* **CONSIGNE 1**: Relevez toutes les personnes désignées par leur nom dans l'extrait sur Louis II de Bavière.
* **CONSIGNE 2**: Prolongez l'extrait sur Louis II de Bavière après sa dernière phrase.

* **EXTRAIT**:
• • • •

Ces notes éparses qui jalonnent le règne de Ludwig II de Bavière (1864-1886) sont une incessante déchirure entre le désir d'un homme et la conduite d'un roi – chrétien - élevé dans la tourmente du péché. L'incapacité douloureuse du roi à soumettre l'homme rend d'autant plus pathétique la lecture de ces carnets rédigés en français pendant près de vingt ans par un souverain misanthrope, de peu d'influence, indifférent à ses sujets et admirateur absolu des rois de France (dont nous connaissons pourtant la pureté des moeurs…).

Pour l'anecdote, dans son Linderhof, sorte de petit Petit Trianon rococo, Louis II, qui inspira à Klaus Mann une nouvelle et à Visconti son "Crépuscule des Dieux" avec Helmut Berger et Romy Schneider, dinait régulièrement avec les portraits de Louis XIV et de Marie-Antoinette et leur faisait même la conversation. Les domestiques faisaient discrètement monter les plats depuis une trappe, ainsi personne ne troublait les soupers versaillais du roi de Bavière.

• • • •

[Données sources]
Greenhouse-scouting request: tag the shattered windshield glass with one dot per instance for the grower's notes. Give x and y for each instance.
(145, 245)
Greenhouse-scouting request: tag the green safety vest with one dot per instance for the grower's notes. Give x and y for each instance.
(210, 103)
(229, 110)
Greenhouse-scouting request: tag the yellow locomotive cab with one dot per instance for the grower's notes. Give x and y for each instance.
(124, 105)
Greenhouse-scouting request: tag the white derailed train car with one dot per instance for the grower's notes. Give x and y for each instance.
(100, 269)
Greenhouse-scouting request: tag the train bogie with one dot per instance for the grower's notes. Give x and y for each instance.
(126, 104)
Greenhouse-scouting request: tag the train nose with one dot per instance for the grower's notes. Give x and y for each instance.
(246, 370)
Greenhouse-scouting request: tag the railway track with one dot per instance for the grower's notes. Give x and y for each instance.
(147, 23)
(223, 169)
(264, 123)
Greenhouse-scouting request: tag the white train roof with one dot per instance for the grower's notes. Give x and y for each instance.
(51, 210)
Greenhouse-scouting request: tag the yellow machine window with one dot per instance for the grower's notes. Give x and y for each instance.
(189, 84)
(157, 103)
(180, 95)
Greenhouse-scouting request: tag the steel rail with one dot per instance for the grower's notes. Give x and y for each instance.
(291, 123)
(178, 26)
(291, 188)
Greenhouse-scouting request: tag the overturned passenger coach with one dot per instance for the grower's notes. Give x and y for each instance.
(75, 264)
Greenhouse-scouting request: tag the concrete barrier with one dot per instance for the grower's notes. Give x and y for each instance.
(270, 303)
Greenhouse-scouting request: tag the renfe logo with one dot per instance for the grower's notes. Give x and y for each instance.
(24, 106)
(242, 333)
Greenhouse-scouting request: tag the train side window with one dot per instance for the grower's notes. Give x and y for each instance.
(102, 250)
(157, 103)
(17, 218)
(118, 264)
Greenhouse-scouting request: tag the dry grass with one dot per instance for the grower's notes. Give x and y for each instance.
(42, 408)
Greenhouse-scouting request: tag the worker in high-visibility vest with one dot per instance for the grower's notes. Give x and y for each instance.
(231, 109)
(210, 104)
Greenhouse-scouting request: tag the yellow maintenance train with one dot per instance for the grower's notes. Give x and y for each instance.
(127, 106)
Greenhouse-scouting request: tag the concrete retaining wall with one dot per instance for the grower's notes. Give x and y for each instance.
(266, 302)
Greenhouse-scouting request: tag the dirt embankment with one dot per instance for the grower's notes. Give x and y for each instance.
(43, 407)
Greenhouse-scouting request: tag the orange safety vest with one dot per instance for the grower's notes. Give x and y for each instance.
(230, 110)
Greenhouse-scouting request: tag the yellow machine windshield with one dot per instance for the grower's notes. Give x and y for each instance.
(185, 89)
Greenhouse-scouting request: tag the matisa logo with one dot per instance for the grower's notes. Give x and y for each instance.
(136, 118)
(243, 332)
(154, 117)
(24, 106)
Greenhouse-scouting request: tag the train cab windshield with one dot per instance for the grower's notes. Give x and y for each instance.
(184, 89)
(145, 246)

• • • •

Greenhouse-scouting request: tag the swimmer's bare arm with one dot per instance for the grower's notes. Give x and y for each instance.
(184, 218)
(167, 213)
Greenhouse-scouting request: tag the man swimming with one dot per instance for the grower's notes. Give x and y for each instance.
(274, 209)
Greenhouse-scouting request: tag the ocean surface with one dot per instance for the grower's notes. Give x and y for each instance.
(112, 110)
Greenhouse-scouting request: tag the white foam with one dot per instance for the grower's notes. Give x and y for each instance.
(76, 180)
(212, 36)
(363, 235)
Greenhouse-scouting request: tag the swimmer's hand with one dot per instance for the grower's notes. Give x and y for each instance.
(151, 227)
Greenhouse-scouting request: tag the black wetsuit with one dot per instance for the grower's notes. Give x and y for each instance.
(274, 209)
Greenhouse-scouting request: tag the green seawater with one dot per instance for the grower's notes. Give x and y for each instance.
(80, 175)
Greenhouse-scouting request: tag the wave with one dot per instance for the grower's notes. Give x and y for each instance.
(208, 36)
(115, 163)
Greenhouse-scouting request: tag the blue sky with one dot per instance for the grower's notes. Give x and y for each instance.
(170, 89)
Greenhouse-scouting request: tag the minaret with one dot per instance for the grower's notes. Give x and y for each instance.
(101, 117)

• • • •

* **ESPACE RÉPONSE 1**: Ludwig II de Bavière (Louis II), Klaus Mann, Visconti, Helmut Berger, Romy Schneider, Louis XIV, Marie-Antoinette

* **ESPACE RÉPONSE 2**:
Le lecteur croise des personnages ayant profité considérablement des largesses d'un roi amoureux, comme le compositeur Richard Wagner mais également des inconnus comme Richard Hornig qui semble avoir dominé le coeur du roi durant de longues années.

“Forte est la magie de celui qui désir, plus forte celle de celui qui renonce”

Entre onanisme avoué à demi-mots, entrevues elliptiques et serments d'apostasie charnelle, le lecteur accède à un brumeux aperçu de ce que fut l'intimité érotique du roi, dont la réalité garde tout de son ineffable mystère.

Cette intrusion désintermédiée et, avouons-le, indiscrète dans le conflit insoluble de Ludwig II reste une expérience troublante, laissant le lecteur empreint d'empathie et de pitié.

Tout au long de son règne, Louis II s'intime en vain à lui-même des interdits charnels, à coups de faux décrets, édits, patentes griffonnés sur ses carnets secrets, prenant les rois Bourbons à témoins, ne plus “toucher à la personne Du Roy”, “plus de baisers” ou encore “ne plus abaisser les mains une seule fois, sous peine de punition sévère”.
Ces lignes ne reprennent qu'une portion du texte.